SHORT EXERCISE A: Write out the part of the colloquium announcement starting with "Joint work with: Matthew" and going on through "2016. 10 pages.".

===== READING TEXT

This colloquium will feature talks by three current UT Austin Ph.D. students engaged in research in the School of Information's "Information Retrieval and Crowdsourcing" lab. Each talk will feature recently published work, including a 15 minute talk followed by 10 minutes Q&A.
Schedule of Talks 10/25:
* 1:15-1:40: Tyler McDonnell
* 1:40-2:05: An T. Nguyen
* 2:05-2:30: Ye Zhang
Speaker 1: Tyler McDonnell (UT Austin CS) - http://tylermcdonnell.com
Title: Why Is That Relevant? Collecting Annotator Rationales for Relevance Judgments
When collecting subjective human ratings of items, it can be difficult to measure and enforce data quality due to task subjectivity and lack of insight into how judges? arrive at each rating decision. To address this, we propose requiring judges to provide a specific type of rationale underlying each rating decision. We evaluate this approach in the domain of Information Retrieval, where human judges rate the relevance of Webpages to search queries. Cost-benefit analysis over 10,000 judgments collected on Mechanical Turk suggests a win-win: experienced crowd workers provide rationales with almost no increase in task completion time while providing a multitude of further benefits, including more reliable judgments and greater transparency for evaluating both human raters and their judgments. Further benefits include reduced need for expert gold, the opportunity for dual-supervision from ratings and rationales, and added value from the rationales themselves.
Joint work with: Matthew Lease, Tamer Elsayad, and Mucahid Kutlu
Paper URL: https://www.ischool.utexas.edu/~ml/papers/mcdonnell-hcomp16.pdf. In Proceedings of the 4th AAAI Conference on Human Computation and Crowdsourcing (HCOMP), 2016. 10 pages.
Speaker 2: An T. Nguyen (UT Austin CS)
Title: Probabilistic Modeling for Crowdsourcing Partially-Subjective Ratings
While many methods have been proposed to ensure data quality for objective tasks (in which a single correct response is presumed to exist for each item), estimating data quality with subjective tasks remains largely unexplored. Consider the popular task of collecting instance ratings from human judges: while agreement tends be high for instances having extremely good or bad properties, instances with more middling properties naturally elicit a wider variance in opinion. In addition, because such subjectivity permits a valid diversity of responses, it can be difficult to detect if a judge does not undertake the task in good faith. To address this, we propose a probabilistic, heteroskedastic model in which the means and variances of worker responses are modeled as functions of instance attributes. We derive efficient Expectation Maximization (EM) learning and variational inference algorithms for parameter estimation. We apply our model to a large dataset of 24,132 Mechanical Turk ratings of user experience in viewing videos on smartphones with varying hardware capabilities. Results show that our method is effective at both predicting user ratings and in detecting unreliable respondents.

==========
===== DATA SECTION

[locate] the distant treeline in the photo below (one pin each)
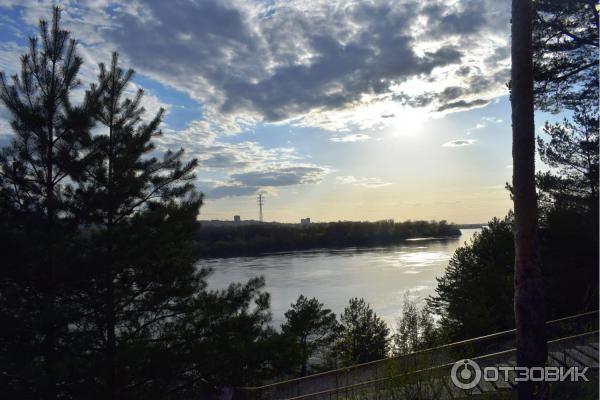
(231, 239)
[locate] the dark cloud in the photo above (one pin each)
(281, 177)
(459, 143)
(468, 20)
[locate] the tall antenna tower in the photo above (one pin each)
(261, 201)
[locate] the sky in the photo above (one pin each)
(335, 110)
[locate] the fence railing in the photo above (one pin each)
(410, 365)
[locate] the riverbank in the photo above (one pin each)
(251, 239)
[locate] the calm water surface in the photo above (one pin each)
(381, 275)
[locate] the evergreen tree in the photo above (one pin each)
(139, 212)
(36, 269)
(529, 286)
(565, 53)
(312, 326)
(416, 330)
(572, 152)
(363, 335)
(474, 296)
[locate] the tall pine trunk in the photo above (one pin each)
(50, 323)
(529, 291)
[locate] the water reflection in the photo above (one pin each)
(381, 275)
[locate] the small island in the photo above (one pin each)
(231, 238)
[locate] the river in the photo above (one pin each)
(380, 275)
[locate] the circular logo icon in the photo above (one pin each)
(465, 374)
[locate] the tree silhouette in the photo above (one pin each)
(138, 210)
(565, 50)
(311, 325)
(529, 289)
(49, 132)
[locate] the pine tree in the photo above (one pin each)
(49, 132)
(573, 152)
(140, 212)
(311, 325)
(529, 285)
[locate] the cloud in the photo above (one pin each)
(248, 61)
(350, 138)
(460, 143)
(463, 104)
(365, 182)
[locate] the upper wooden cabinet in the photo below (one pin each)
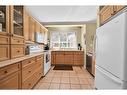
(108, 11)
(26, 26)
(17, 20)
(32, 29)
(4, 19)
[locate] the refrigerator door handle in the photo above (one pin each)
(114, 79)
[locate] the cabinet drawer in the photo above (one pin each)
(32, 80)
(79, 52)
(17, 40)
(39, 57)
(4, 52)
(27, 62)
(118, 8)
(106, 13)
(10, 82)
(5, 71)
(78, 62)
(69, 52)
(4, 39)
(59, 52)
(17, 51)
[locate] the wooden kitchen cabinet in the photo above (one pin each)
(10, 76)
(4, 19)
(32, 71)
(17, 40)
(10, 82)
(4, 40)
(4, 52)
(37, 27)
(117, 8)
(59, 58)
(32, 80)
(53, 56)
(26, 26)
(32, 29)
(67, 57)
(105, 13)
(17, 51)
(79, 58)
(17, 20)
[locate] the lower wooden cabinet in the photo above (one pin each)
(59, 58)
(4, 52)
(17, 40)
(32, 71)
(10, 76)
(32, 80)
(11, 82)
(4, 39)
(78, 58)
(67, 57)
(22, 75)
(118, 8)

==========

SHORT EXERCISE B: Rename "wooden" to "oak" in the entries, starting with the line with "[locate] the cabinet" and going on through the end of the entries. Give only those lines, with everything else unchanged.

TASK SOLUTION A:
Joint work with: Matthew Lease, Tamer Elsayad, and Mucahid Kutlu
Paper URL: https://www.ischool.utexas.edu/~ml/papers/mcdonnell-hcomp16.pdf. In Proceedings of the 4th AAAI Conference on Human Computation and Crowdsourcing (HCOMP), 2016. 10 pages.

TASK SOLUTION B:
[locate] the cabinet drawer in the photo above (one pin each)
(32, 80)
(79, 52)
(17, 40)
(39, 57)
(4, 52)
(27, 62)
(118, 8)
(106, 13)
(10, 82)
(5, 71)
(78, 62)
(69, 52)
(4, 39)
(59, 52)
(17, 51)
[locate] the oak kitchen cabinet in the photo above (one pin each)
(10, 76)
(4, 19)
(32, 71)
(17, 40)
(10, 82)
(4, 40)
(4, 52)
(37, 27)
(117, 8)
(59, 58)
(32, 80)
(53, 56)
(26, 26)
(32, 29)
(67, 57)
(105, 13)
(17, 51)
(79, 58)
(17, 20)
[locate] the lower oak cabinet in the photo above (one pin each)
(59, 58)
(4, 52)
(17, 40)
(32, 71)
(10, 76)
(32, 80)
(11, 82)
(4, 39)
(78, 58)
(67, 57)
(22, 75)
(118, 8)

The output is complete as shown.